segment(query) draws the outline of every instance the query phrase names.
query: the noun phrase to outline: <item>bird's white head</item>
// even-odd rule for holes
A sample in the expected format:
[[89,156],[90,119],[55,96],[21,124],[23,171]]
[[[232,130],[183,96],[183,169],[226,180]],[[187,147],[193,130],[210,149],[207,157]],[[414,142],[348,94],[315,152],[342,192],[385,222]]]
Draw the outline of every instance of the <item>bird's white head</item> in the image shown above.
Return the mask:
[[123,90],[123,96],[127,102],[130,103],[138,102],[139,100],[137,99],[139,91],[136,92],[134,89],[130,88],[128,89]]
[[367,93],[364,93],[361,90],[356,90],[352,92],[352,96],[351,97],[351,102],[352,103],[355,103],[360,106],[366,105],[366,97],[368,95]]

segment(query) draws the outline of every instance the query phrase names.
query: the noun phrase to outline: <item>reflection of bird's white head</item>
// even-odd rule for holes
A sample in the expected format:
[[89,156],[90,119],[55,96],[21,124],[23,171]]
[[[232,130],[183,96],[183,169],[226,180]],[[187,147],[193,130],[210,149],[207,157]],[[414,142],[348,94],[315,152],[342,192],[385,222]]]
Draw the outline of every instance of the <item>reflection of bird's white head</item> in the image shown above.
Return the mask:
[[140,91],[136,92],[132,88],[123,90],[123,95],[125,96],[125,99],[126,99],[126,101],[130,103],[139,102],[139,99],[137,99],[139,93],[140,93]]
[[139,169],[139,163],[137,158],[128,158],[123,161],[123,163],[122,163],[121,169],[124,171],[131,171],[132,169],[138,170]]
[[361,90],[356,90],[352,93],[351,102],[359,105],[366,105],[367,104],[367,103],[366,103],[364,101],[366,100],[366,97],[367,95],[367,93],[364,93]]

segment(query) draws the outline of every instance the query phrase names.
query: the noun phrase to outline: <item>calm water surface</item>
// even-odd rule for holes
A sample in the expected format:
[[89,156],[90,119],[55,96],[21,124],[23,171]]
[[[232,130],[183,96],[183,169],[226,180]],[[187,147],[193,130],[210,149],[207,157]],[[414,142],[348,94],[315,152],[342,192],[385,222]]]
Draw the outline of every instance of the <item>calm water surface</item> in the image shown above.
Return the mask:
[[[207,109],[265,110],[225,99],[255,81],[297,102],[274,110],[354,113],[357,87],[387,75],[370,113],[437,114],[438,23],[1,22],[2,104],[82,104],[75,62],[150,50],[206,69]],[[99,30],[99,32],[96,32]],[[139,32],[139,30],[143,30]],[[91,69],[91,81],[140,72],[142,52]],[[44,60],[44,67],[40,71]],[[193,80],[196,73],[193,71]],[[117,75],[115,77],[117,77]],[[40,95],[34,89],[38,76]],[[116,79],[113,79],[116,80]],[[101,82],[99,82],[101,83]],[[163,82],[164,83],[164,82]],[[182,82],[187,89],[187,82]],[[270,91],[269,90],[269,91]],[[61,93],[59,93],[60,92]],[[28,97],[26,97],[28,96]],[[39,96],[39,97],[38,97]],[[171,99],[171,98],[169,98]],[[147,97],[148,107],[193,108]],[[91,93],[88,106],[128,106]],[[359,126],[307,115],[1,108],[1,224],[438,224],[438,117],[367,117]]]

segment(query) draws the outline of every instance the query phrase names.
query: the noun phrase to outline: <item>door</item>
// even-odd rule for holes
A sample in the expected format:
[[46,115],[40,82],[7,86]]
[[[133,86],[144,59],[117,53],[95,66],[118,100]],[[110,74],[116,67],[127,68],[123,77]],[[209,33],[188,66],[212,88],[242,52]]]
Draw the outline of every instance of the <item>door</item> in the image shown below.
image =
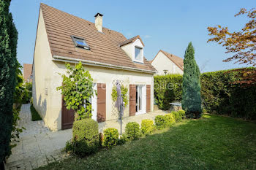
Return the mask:
[[66,107],[65,101],[62,96],[61,107],[61,129],[71,128],[73,126],[75,119],[75,111],[73,109],[68,110]]
[[106,84],[97,84],[97,121],[105,122],[106,120]]
[[136,113],[136,85],[129,85],[129,116]]
[[146,112],[149,112],[151,109],[151,85],[146,85]]

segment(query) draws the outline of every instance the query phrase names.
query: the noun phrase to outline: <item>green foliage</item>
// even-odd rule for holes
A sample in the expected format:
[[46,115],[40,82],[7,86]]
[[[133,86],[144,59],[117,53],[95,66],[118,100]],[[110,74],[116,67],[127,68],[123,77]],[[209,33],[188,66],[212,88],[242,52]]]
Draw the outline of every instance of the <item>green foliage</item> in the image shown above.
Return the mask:
[[[127,92],[128,92],[128,88],[124,87],[123,85],[121,85],[121,96],[123,98],[123,101],[125,107],[128,104]],[[112,96],[113,101],[116,101],[117,99],[116,85],[113,86],[111,96]]]
[[165,115],[156,116],[154,123],[159,130],[170,128],[176,123],[176,117],[173,113],[168,113]]
[[190,117],[198,118],[202,113],[200,71],[195,60],[195,49],[189,42],[184,55],[182,85],[182,108]]
[[0,1],[0,163],[10,154],[13,93],[18,63],[18,32],[9,12],[10,1]]
[[127,141],[137,140],[141,136],[140,125],[136,122],[129,122],[125,126],[125,137]]
[[119,134],[116,128],[107,128],[103,133],[103,146],[110,148],[118,144]]
[[37,111],[36,110],[36,109],[34,109],[32,104],[30,105],[30,111],[32,115],[32,121],[37,121],[42,120],[40,115],[38,114]]
[[176,122],[180,122],[182,120],[182,115],[181,115],[181,113],[184,113],[184,112],[172,112],[171,114],[173,115],[173,117],[175,119]]
[[241,79],[239,74],[234,70],[201,74],[201,95],[207,112],[256,119],[256,87],[232,83]]
[[154,77],[154,95],[160,109],[167,110],[170,102],[181,100],[181,74]]
[[157,126],[157,128],[160,130],[165,128],[167,126],[166,121],[166,117],[164,115],[158,115],[154,118],[154,124]]
[[38,170],[255,170],[256,124],[203,115],[136,142],[84,158],[71,157]]
[[155,129],[154,121],[149,119],[144,119],[141,121],[141,132],[143,134],[151,134]]
[[98,150],[99,145],[98,123],[89,118],[75,121],[72,128],[72,152],[84,157]]
[[[81,62],[76,64],[75,68],[66,63],[66,68],[67,74],[61,75],[63,84],[57,90],[61,90],[67,109],[75,110],[75,120],[91,118],[91,104],[89,101],[96,94],[93,90],[93,79],[89,72],[85,71]],[[86,103],[86,107],[84,108]]]
[[170,128],[176,122],[175,117],[172,113],[165,115],[165,118],[166,122],[166,127]]

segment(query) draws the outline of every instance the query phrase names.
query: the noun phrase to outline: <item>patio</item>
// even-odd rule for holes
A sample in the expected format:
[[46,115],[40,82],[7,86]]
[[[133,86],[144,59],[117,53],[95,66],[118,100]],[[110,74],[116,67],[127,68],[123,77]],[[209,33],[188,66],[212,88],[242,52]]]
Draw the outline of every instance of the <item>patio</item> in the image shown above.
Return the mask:
[[[50,131],[44,126],[42,120],[31,120],[30,104],[23,104],[20,110],[20,126],[26,129],[20,134],[20,142],[12,150],[12,155],[7,160],[7,169],[32,169],[58,161],[69,155],[62,152],[66,142],[72,138],[72,129]],[[165,112],[154,112],[123,118],[122,133],[129,122],[140,124],[143,119],[154,120],[157,115],[164,115]],[[120,133],[120,120],[113,120],[99,123],[99,131],[103,132],[108,128],[115,128]]]

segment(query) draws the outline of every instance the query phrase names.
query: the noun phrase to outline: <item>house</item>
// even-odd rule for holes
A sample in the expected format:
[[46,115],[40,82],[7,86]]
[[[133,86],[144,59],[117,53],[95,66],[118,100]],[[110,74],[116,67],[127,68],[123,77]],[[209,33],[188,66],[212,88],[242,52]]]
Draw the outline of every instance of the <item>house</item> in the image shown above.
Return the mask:
[[183,59],[162,50],[157,53],[157,55],[150,63],[157,70],[157,74],[183,74]]
[[140,36],[127,39],[103,26],[103,15],[95,23],[41,4],[33,61],[33,104],[51,130],[69,128],[72,110],[65,107],[60,74],[65,63],[81,61],[94,79],[97,96],[91,98],[92,118],[98,122],[117,119],[111,97],[116,80],[128,88],[128,106],[124,116],[135,116],[153,109],[155,69],[145,58]]
[[23,79],[25,82],[32,82],[32,64],[23,64]]

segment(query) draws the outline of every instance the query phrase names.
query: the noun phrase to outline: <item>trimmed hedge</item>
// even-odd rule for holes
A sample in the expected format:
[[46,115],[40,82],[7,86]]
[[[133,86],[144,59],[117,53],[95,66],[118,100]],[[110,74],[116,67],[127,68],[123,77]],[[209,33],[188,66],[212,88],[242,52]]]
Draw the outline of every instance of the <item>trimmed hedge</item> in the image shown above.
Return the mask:
[[116,128],[107,128],[103,133],[103,146],[110,148],[118,144],[119,134]]
[[182,75],[166,74],[154,77],[154,95],[160,109],[167,110],[170,103],[181,101]]
[[201,74],[201,96],[208,112],[256,119],[256,86],[230,83],[238,80],[239,74],[230,70]]
[[73,123],[74,152],[81,157],[95,152],[99,147],[98,123],[83,119]]
[[144,119],[141,121],[141,132],[143,134],[152,134],[154,130],[154,121],[149,119]]
[[139,139],[141,136],[140,125],[136,122],[129,122],[125,126],[125,139],[127,141]]
[[[255,68],[249,68],[256,70]],[[245,119],[256,119],[256,86],[234,85],[240,74],[232,70],[203,73],[200,75],[201,97],[204,110],[208,113],[229,115]],[[173,84],[175,85],[172,85]],[[154,77],[154,96],[160,109],[181,100],[182,76],[167,74]],[[168,88],[169,85],[169,88]],[[170,86],[174,86],[170,88]]]

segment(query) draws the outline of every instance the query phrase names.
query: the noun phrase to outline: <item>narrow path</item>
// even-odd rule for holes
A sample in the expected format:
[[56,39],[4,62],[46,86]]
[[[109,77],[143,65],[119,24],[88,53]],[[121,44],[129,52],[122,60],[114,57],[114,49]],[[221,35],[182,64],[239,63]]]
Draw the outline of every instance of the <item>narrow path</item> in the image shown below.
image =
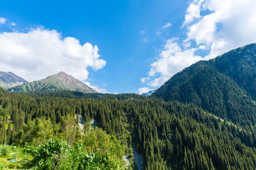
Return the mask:
[[[75,116],[75,119],[76,120],[76,116],[77,115]],[[79,128],[82,130],[82,131],[84,131],[84,125],[85,125],[85,122],[84,121],[84,119],[82,117],[82,116],[79,115]]]
[[134,156],[134,161],[135,165],[138,167],[138,169],[143,169],[143,158],[142,155],[138,154],[135,150],[133,148],[133,152]]

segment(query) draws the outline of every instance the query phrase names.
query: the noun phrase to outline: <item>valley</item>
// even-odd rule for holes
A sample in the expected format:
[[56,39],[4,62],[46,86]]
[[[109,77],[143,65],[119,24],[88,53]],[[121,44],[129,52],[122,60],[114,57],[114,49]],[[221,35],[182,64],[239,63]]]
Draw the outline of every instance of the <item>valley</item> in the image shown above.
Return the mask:
[[129,169],[255,169],[255,56],[252,44],[199,61],[147,96],[83,91],[62,72],[0,88],[0,163],[127,169],[126,155]]

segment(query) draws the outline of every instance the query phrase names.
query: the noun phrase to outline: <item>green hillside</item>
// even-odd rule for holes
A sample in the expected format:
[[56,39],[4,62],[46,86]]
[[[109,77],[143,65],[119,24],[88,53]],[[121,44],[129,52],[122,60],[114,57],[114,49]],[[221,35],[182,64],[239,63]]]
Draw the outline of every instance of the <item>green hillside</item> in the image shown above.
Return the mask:
[[34,81],[9,89],[18,93],[38,91],[71,90],[84,93],[97,93],[85,83],[63,72],[49,76],[46,79]]
[[253,44],[199,61],[175,75],[152,96],[193,103],[235,124],[254,126],[255,54]]

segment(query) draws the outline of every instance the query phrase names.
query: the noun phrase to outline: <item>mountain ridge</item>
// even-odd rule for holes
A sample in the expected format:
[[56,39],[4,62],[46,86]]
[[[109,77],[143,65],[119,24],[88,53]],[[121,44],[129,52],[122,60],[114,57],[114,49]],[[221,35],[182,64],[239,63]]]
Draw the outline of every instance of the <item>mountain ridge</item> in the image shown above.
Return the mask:
[[28,83],[23,78],[10,71],[0,71],[0,86],[5,89]]
[[240,125],[256,124],[256,44],[200,61],[177,73],[151,95],[192,103]]
[[48,76],[40,80],[33,81],[9,89],[10,92],[18,93],[59,90],[71,90],[84,93],[98,93],[84,83],[63,71]]

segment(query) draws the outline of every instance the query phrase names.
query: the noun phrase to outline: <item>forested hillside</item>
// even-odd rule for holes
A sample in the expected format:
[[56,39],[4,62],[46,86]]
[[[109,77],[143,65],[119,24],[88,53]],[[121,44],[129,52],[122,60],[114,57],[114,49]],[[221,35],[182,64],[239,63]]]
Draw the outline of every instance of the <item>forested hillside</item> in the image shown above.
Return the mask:
[[241,126],[255,126],[256,44],[199,61],[176,74],[152,96],[193,103]]
[[[100,128],[115,137],[123,146],[120,148],[125,148],[131,160],[133,146],[143,156],[145,169],[256,168],[254,128],[236,126],[196,105],[134,94],[106,95],[97,99],[71,99],[68,94],[65,97],[55,97],[52,94],[51,96],[39,95],[17,94],[0,89],[1,143],[23,147],[35,143],[33,142],[38,139],[44,143],[58,137],[71,144],[82,140],[84,146],[91,148],[88,142],[97,141],[93,136],[84,141],[77,131],[70,133],[63,129],[72,120],[75,125],[77,120],[72,118],[79,114],[86,122],[95,119]],[[39,124],[40,120],[42,123]],[[52,126],[49,129],[52,131],[43,130],[33,133],[34,131],[30,130],[40,129],[35,128],[36,126],[48,127],[43,125]],[[43,131],[49,133],[46,134]],[[33,134],[42,135],[34,136],[34,140],[27,138]]]

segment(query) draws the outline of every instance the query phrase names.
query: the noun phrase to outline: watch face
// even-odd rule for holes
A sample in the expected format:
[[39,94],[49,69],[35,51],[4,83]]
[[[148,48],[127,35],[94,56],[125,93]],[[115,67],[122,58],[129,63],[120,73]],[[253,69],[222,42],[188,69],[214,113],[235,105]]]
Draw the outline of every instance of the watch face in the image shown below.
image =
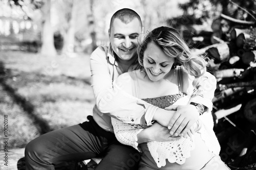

════

EXERCISE BRIEF - From the records above, pull out every line that contains the string "below", copying each line in full. Case counts.

RESPONSE TO THIS TASK -
Draw the outline of every instance of the <item>door</item> in the image shown below.
Draw the outline of every instance of the <item>narrow path</item> in the image shown below.
Draw the outline of every instance of the watch face in the image shown below.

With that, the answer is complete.